▶ Directions for this task:
Using the records below, return exactly the lines from the one containing "Every instance of the entire" through the last, and omit pictures.
(Data provided begins)
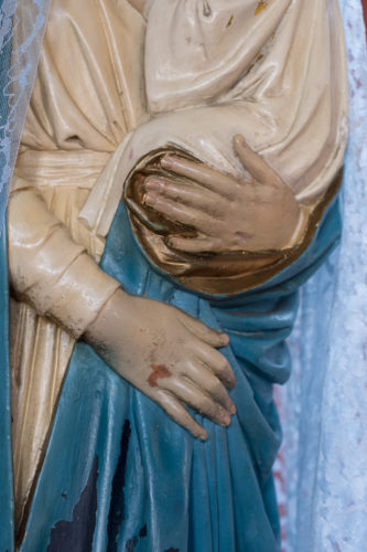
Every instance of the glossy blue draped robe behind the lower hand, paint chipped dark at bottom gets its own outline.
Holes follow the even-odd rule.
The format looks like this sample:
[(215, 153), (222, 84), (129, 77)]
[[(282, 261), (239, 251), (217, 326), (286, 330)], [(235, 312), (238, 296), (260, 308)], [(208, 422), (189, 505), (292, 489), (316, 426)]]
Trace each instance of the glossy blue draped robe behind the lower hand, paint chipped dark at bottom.
[[(261, 287), (235, 297), (184, 289), (153, 267), (123, 203), (101, 267), (130, 294), (174, 305), (230, 338), (222, 352), (237, 386), (228, 428), (195, 414), (209, 438), (195, 440), (150, 399), (118, 376), (85, 342), (74, 348), (21, 552), (276, 552), (280, 527), (272, 465), (281, 428), (273, 383), (290, 374), (284, 339), (298, 288), (341, 232), (338, 203), (326, 209), (307, 250)], [(2, 259), (6, 261), (4, 252)], [(7, 300), (2, 267), (2, 301)], [(2, 312), (6, 312), (6, 302)], [(7, 319), (1, 331), (7, 343)], [(9, 364), (1, 363), (2, 550), (10, 537)], [(8, 489), (8, 490), (3, 490)], [(7, 540), (8, 539), (8, 540)]]

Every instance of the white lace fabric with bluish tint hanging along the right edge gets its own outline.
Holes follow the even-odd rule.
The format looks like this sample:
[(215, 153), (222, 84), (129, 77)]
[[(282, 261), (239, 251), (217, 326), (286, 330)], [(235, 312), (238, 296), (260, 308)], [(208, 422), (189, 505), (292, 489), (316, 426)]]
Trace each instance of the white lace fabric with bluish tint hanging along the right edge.
[(304, 286), (281, 391), (289, 552), (367, 550), (367, 53), (360, 0), (341, 0), (350, 137), (338, 250)]

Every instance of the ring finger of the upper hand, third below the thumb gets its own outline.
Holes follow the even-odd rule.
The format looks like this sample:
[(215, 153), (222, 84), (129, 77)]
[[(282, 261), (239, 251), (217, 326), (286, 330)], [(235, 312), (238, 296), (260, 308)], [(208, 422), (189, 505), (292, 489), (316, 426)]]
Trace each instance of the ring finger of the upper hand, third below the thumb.
[(153, 192), (147, 193), (145, 203), (154, 209), (154, 211), (164, 214), (168, 219), (194, 226), (199, 232), (206, 233), (215, 224), (215, 220), (208, 214), (204, 214), (187, 205), (180, 205)]

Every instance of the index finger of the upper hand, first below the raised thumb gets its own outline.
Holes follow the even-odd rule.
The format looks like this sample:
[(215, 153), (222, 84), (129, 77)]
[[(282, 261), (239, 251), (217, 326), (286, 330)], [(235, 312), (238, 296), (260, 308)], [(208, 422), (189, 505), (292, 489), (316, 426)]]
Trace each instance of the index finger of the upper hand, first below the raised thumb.
[(204, 163), (188, 161), (187, 159), (179, 157), (166, 156), (162, 159), (161, 164), (164, 169), (169, 169), (181, 177), (198, 182), (208, 190), (212, 190), (224, 198), (230, 199), (238, 187), (238, 182), (235, 178), (229, 174), (225, 174), (224, 172), (214, 170)]

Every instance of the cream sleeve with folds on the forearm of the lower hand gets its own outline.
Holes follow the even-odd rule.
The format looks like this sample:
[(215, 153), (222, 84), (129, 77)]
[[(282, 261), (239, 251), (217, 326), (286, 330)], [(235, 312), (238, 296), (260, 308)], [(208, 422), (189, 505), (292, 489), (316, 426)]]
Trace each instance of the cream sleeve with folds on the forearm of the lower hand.
[(72, 238), (35, 188), (11, 193), (8, 229), (10, 285), (15, 297), (79, 338), (119, 283)]

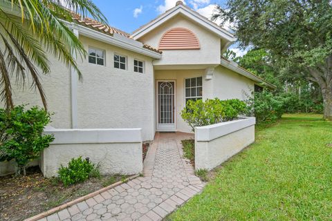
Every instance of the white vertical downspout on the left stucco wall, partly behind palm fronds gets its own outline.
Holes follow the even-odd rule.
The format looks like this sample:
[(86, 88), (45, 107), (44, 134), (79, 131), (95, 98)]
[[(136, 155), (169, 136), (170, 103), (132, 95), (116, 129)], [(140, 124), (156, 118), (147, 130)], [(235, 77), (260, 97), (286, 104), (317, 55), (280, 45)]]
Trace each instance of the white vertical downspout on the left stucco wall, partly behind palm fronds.
[[(74, 35), (79, 37), (78, 30), (76, 28), (71, 29)], [(76, 52), (71, 50), (71, 56), (76, 61)], [(71, 71), (71, 128), (77, 128), (77, 70), (73, 66)]]

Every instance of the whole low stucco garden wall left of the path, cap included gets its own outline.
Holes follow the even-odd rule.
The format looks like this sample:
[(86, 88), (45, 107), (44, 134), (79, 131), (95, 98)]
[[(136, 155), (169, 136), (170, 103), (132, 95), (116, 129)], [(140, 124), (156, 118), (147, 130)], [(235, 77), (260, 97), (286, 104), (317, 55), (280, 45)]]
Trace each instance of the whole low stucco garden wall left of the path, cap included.
[(56, 129), (46, 128), (55, 140), (44, 149), (40, 168), (46, 177), (56, 176), (61, 165), (73, 157), (89, 157), (100, 164), (102, 174), (142, 172), (142, 129)]

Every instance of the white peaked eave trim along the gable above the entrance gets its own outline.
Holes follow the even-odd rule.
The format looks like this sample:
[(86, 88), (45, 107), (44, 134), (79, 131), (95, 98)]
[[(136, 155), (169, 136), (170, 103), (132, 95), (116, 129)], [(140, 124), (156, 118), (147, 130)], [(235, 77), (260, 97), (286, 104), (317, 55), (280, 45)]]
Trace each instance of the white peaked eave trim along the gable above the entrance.
[[(163, 23), (165, 21), (168, 21), (175, 15), (182, 14), (186, 17), (189, 17), (190, 19), (193, 19), (197, 23), (201, 24), (201, 26), (204, 26), (205, 28), (208, 28), (212, 32), (214, 32), (216, 35), (219, 35), (219, 37), (222, 37), (223, 39), (226, 39), (227, 41), (237, 41), (237, 38), (234, 37), (230, 32), (227, 30), (224, 30), (223, 28), (216, 25), (216, 23), (213, 23), (212, 21), (209, 21), (207, 18), (203, 17), (202, 15), (199, 15), (199, 13), (192, 12), (192, 10), (188, 9), (187, 7), (183, 5), (178, 5), (167, 12), (165, 12), (164, 15), (158, 17), (155, 21), (152, 21), (151, 23), (148, 23), (143, 28), (140, 28), (138, 30), (135, 30), (131, 37), (133, 39), (139, 39), (143, 35), (146, 35), (147, 32), (153, 30), (154, 28), (160, 26), (160, 23)], [(164, 21), (165, 20), (165, 21)]]

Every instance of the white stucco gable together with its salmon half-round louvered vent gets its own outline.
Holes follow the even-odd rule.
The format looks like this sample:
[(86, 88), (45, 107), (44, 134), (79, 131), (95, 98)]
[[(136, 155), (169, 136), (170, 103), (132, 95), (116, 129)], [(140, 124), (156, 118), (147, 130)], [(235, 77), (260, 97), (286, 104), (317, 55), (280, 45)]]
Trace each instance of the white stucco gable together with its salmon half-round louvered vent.
[(138, 41), (163, 52), (163, 57), (154, 65), (220, 64), (220, 37), (181, 15), (169, 19)]

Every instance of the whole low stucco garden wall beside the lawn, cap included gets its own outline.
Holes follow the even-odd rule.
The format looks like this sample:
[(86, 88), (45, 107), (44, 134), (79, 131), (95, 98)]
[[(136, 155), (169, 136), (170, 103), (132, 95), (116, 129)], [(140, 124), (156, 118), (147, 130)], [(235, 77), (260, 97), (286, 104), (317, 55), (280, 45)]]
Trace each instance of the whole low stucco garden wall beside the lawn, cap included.
[(255, 117), (195, 128), (195, 169), (214, 169), (255, 141)]

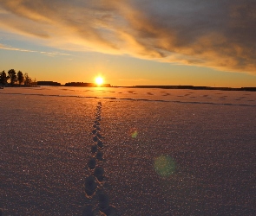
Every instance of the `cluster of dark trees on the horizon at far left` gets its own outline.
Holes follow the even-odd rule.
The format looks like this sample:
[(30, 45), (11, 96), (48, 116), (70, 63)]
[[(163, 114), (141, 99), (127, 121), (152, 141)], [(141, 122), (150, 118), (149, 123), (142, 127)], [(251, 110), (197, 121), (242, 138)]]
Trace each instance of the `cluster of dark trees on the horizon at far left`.
[[(30, 78), (28, 73), (22, 73), (21, 71), (16, 71), (14, 69), (10, 69), (8, 73), (0, 72), (0, 84), (6, 86), (8, 84), (8, 80), (10, 79), (10, 86), (14, 86), (16, 83), (19, 85), (24, 84), (25, 86), (31, 86), (33, 81)], [(36, 82), (36, 79), (34, 80)]]

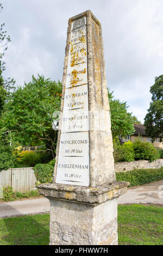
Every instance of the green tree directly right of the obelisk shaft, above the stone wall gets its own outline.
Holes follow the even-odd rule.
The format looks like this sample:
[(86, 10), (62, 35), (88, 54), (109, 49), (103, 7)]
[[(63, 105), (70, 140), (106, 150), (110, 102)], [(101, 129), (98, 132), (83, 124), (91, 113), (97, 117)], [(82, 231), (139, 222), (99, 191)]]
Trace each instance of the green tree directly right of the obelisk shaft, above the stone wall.
[(113, 92), (109, 92), (109, 104), (111, 112), (111, 131), (113, 139), (116, 136), (125, 137), (134, 133), (133, 118), (131, 113), (127, 112), (127, 103), (114, 99)]

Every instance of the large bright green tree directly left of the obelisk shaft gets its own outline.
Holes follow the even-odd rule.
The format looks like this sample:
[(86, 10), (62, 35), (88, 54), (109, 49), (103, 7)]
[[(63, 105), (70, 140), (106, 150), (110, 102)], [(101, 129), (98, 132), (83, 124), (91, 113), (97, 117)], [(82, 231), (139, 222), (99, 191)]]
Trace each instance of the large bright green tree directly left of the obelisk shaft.
[(1, 134), (8, 131), (21, 145), (43, 144), (55, 157), (58, 132), (52, 123), (53, 113), (60, 111), (61, 89), (59, 81), (32, 76), (32, 81), (18, 87), (5, 103)]

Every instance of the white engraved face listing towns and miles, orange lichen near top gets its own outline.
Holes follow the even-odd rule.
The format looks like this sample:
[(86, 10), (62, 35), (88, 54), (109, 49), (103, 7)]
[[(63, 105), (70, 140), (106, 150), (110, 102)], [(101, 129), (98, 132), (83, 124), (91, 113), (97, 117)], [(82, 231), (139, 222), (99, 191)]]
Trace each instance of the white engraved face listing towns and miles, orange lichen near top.
[(56, 182), (89, 186), (86, 17), (72, 22)]

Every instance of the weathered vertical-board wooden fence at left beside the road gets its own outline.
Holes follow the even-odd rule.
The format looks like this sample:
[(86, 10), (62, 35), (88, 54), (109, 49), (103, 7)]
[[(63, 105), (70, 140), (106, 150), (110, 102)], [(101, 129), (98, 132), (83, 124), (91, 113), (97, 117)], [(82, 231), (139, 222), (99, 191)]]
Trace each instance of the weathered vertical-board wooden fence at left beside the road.
[(0, 186), (11, 186), (14, 192), (29, 192), (36, 189), (36, 176), (32, 167), (10, 168), (0, 172)]

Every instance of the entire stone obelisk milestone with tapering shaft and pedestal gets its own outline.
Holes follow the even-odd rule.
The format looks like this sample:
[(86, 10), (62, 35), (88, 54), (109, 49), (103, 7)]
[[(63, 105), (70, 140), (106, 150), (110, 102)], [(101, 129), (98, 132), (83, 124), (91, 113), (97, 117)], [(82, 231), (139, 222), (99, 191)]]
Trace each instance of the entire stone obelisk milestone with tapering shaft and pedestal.
[(117, 245), (116, 181), (101, 23), (90, 10), (68, 21), (51, 202), (50, 245)]

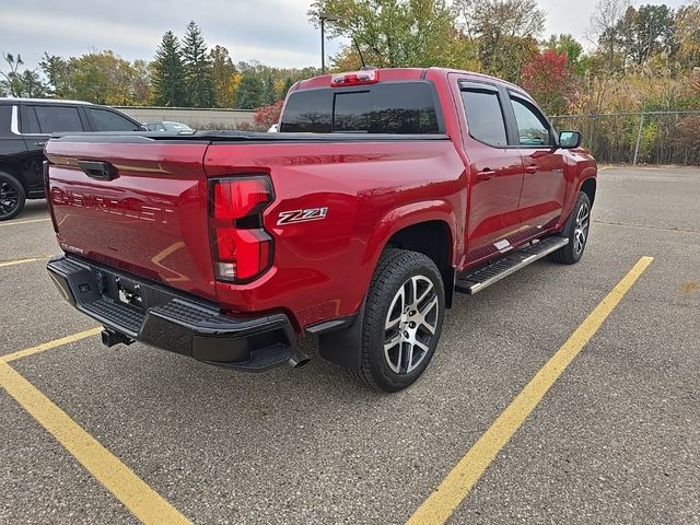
(Data provided ends)
▶ Solution to this problem:
Every instance of the entire stone obelisk milestone with tapering shaft and pedestal gets its own outline.
Holes follow the even-odd rule.
The format looks like this sample:
[(86, 10), (62, 35), (88, 54), (109, 49), (103, 7)]
[[(63, 105), (70, 140), (106, 150), (110, 102)], [(101, 129), (98, 132), (83, 124), (91, 113), (97, 117)], [(82, 231), (139, 222), (99, 191)]]
Trace each instance of the entire stone obelisk milestone with tapering shaft and pedestal.
[(117, 245), (116, 181), (101, 23), (90, 10), (68, 21), (51, 202), (50, 245)]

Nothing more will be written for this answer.